=== WORK REQUIRED ===
Please give only the number of lines in the entries below that contain the word "negative", counting case as significant.

=== RECORDS TO PROCESS ===
+++++
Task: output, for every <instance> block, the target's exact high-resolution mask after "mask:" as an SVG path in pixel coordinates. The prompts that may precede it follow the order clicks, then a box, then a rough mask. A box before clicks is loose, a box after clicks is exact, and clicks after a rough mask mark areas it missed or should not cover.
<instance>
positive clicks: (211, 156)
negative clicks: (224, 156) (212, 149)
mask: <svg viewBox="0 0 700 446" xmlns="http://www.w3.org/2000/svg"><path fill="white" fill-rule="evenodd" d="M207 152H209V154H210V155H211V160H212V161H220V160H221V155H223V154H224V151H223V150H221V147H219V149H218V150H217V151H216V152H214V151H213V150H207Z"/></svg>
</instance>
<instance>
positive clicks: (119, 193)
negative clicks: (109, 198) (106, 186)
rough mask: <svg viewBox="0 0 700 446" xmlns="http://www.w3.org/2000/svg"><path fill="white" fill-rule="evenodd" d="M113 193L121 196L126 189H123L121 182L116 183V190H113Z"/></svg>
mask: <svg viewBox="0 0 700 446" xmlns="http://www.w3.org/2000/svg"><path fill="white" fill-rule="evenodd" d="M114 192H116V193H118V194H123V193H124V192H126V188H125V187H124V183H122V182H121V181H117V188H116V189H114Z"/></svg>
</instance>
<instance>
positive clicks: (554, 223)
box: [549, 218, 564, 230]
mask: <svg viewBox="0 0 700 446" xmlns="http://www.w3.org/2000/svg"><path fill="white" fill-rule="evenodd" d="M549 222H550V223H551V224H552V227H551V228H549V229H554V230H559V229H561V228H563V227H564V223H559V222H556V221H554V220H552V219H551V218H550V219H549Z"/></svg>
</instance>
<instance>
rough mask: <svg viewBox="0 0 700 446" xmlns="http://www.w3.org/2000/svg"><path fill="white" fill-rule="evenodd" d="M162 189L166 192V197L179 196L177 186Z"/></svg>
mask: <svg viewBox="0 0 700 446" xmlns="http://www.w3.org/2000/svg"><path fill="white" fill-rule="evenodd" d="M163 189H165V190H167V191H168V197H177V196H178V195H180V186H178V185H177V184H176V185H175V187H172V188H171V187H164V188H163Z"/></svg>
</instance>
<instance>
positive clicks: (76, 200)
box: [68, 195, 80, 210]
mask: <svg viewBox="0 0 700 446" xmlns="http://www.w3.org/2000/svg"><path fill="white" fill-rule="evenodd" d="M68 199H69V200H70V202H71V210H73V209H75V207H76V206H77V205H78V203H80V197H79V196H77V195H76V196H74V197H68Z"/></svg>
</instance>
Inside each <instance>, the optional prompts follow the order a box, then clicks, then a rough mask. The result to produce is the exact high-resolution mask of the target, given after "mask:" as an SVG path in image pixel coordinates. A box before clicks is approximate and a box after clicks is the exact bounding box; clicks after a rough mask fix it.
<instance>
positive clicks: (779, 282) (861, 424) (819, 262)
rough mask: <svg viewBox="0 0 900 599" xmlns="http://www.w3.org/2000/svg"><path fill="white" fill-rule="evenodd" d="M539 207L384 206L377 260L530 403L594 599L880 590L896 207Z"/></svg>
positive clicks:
+++++
=== OUTPUT OF THE TASK ===
2